Page excerpt:
%%

August 19, 2012

Bicknell's thrush considered for federal protection

PLATTSBURGH — The Bicknell’s thrush, a small songbird that spends its summers in the mountains of upstate New York and New England, may soon be classified as a threatened or endangered species.

The U.S. Fish and Wildlife Service has decided to evaluate the current status of the Bicknell’s thrush to determine whether the species needs federal protection under the Endangered Species Act.

“We’re at a very early stage in the process,” said Meagan Racey, spokeswoman for the U.S. Fish and Wildlife Service. “We are now moving into a 60-day period in which we will collect information from the public, and then we will move into a more extensive 12-month review of the status of the Bicknell’s thrush.”

The Bicknell’s thrush is smaller than a robin but larger than a sparrow. Adults are olive-brown on the upper parts, with a red tint along the tail. The under parts are white with gray on the flanks. The breast is gray with darker spots.


The Fish and Wildlife Service received a petition from the Center for Biological Diversity to consider federal protection for the species. After a 90-day fact-finding process that followed the petition, the federal agency decided the Bicknell’s thrush warranted formal consideration.

%%

Problem set:
**a.** Output the portion of the Bicknell's thrush article from "The Fish and" to "warranted formal consideration.", reproducing it word for word.
**b.** Pick up the article on the Bicknell's thrush after its last sentence and continue it.

Supplied material:

%%

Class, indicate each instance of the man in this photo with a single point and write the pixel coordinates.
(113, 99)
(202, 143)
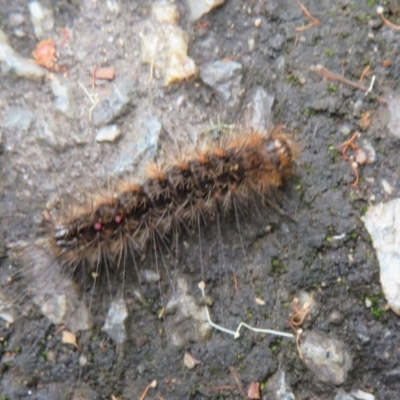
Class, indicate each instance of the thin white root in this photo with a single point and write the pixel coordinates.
(236, 334)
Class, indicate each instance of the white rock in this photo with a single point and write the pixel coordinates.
(115, 321)
(394, 124)
(164, 45)
(387, 187)
(108, 134)
(383, 224)
(13, 64)
(42, 18)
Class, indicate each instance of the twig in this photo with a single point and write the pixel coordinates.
(321, 70)
(236, 334)
(379, 10)
(313, 22)
(94, 99)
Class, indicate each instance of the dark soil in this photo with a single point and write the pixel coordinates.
(298, 251)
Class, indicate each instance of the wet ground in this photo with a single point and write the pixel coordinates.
(318, 244)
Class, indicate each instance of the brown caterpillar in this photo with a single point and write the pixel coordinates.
(235, 171)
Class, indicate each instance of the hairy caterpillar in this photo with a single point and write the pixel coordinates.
(237, 171)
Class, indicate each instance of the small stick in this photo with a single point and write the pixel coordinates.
(236, 334)
(366, 69)
(379, 10)
(148, 387)
(320, 70)
(313, 22)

%%

Outputs in order:
**a.**
The Fish and Wildlife Service received a petition from the Center for Biological Diversity to consider federal protection for the species. After a 90-day fact-finding process that followed the petition, the federal agency decided the Bicknell’s thrush warranted formal consideration.

**b.**
“Based on the information in the petition and in our files, we believe there is evidence that warrants further evaluation,” Racey said, adding that the species has been impacted by loss of breeding habitat and by a consistent threat to its habitat from climate change.

The Bicknell’s thrush relies on the mixed spruce and fir forests found in higher elevations across New England and the Adirondack Mountains. Climate change could have a significant impact on those evergreen forests over the next quarter century, Racey noted.

The U.S. Fish and Wildlife Service evaluates the status of plants and animals based on five distinct factors, including threats to habitat and other natural or human-induced factors, such as climate change.